- Wat gevraagd wordt -
• A. Beantwoord aan de hand van de passage over het terugkooprecht de volgende vragen:
(i) Welk artikel van de wet betreffende de economische expansie bevat geen bepalingen over de modaliteiten van terugkoop?
(ii) Hoe lang moet een substantieel deel van de grond ongebruikt zijn voordat het terugkooprecht kan worden uitgeoefend?
(iii) Hoe lang duurt de remediëringstermijn na de ingebrekestelling van het bedrijf?
• B. Zet in de passage over het terugkooprecht de alinea die begint met "Met de inwerkingtreding van het decreet Ruimtelijke Economie" om in een beknopte lijst en behoud daarbij de belangrijkste feiten.
• C. Geef voor elke uitspraak aan of ze overeenkomt met de passage over het terugkooprecht. Antwoord met ja of nee en citeer de doorslaggevende woorden letterlijk.
(i) Bij gebouwen waarin jarenlang is geproduceerd, ligt de boekwaarde doorgaans boven de marktwaarde.
(ii) Het terugkooprecht uit het decreet Ruimtelijke Economie is gekoppeld aan een bouw- en exploitatieverplichting.
(iii) De juridische geschillen zijn noodzakelijkerwijze het gevolg van misbruik.

- Getoonde passage -
★ ★ ★ ★ ★ ★ ★
Artikel 32 van de wet betreffende de economische expansie bevat geen bepalingen met betrekking tot de modaliteiten op basis waarvan kan worden teruggekocht of op basis waarvan de doorverkoop kan worden geweigerd. Dit zet de deur inderdaad open voor onduidelijkheden, voor verkeerde verwachtingen en ook voor misbruiken. Alleszins zijn er heel wat juridische geschillen geweest en lopen er ook nog geschillen zonder dat er noodzakelijkerwijze sprake is van misbruik, maar die het gevolg zijn van de decreetsbepaling dat een terugkoop van bedrijfspanden door de begunstigde van het terugkooprecht kan gebeuren aan de boekwaarde, als de boekwaarde van de gebouwen lager is dan de marktwaarde. Voor gebouwen waarin daadwerkelijk jarenlang is geproduceerd, zal de boekwaarde doorgaans heel wat onder de marktwaarde liggen, zodat eigenaars de terugkoop als onrechtvaardig beschouwen, zeker als door een verkoop economische activiteiten kunnen worden hervat in het gebouw. Dat lijkt me heel logisch.
Met de inwerkingtreding van het decreet Ruimtelijke Economie werd dit euvel wel verholpen. Het terugkooprecht waarin wordt voorzien in het decreet Ruimtelijke Economie, is gekoppeld aan een bouw- en exploitatieverplichting met betrekking tot de economische bedrijvigheid enerzijds en aan het naleven van de gebruiksvoorwaarden en de sectorale regelgeving anderzijds. Wanneer er bijvoorbeeld een staking van de activiteiten, leegstand en dergelijke meer is, met andere woorden als niet langer voldaan is aan de bouw- en exploitatieverplichting, dan kan een begunstigde van het terugkooprecht ingrijpen. Het terugkooprecht kan dan maar worden uitgeoefend als een substantieel deel van de grond gedurende meer dan twee jaar niet meer wordt gebruikt –wat me al veel lijkt te verduidelijken en beter te maken voor de bedrijven – en pas als na een remediëringstermijn van een jaar na de ingebrekestelling van het bedrijf in kwestie er nog steeds geen activiteit plaatsvindt.
★ ★ ★ ★ ★ ★ ★
- Beschikbare gegevens -
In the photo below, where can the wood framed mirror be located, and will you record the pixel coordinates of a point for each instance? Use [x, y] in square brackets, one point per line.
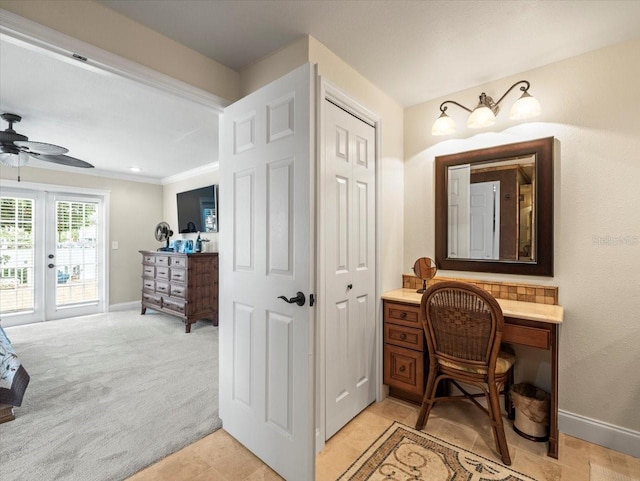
[494, 209]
★ ★ ★ ★ ★ ★ ★
- Resultaten op volgorde -
• A.
(i) Artikel 32.
(ii) Meer dan twee jaar.
(iii) Een jaar.

• B.
- Het decreet Ruimtelijke Economie heeft het probleem verholpen.
- Het terugkooprecht is gekoppeld aan een bouw- en exploitatieverplichting voor de economische bedrijvigheid.
- Het is ook gekoppeld aan het naleven van de gebruiksvoorwaarden en de sectorale regelgeving.
- Bij bijvoorbeeld staking van de activiteiten of leegstand kan de begunstigde van het terugkooprecht ingrijpen.
- Dat kan alleen als een substantieel deel van de grond meer dan twee jaar niet wordt gebruikt.
- Bovendien moet er na een remediëringstermijn van een jaar na de ingebrekestelling nog steeds geen activiteit zijn.

• C.
(i) Nee: "zal de boekwaarde doorgaans heel wat onder de marktwaarde liggen"
(ii) Ja: "is gekoppeld aan een bouw- en exploitatieverplichting met betrekking tot de economische bedrijvigheid"
(iii) Nee: "zonder dat er noodzakelijkerwijze sprake is van misbruik"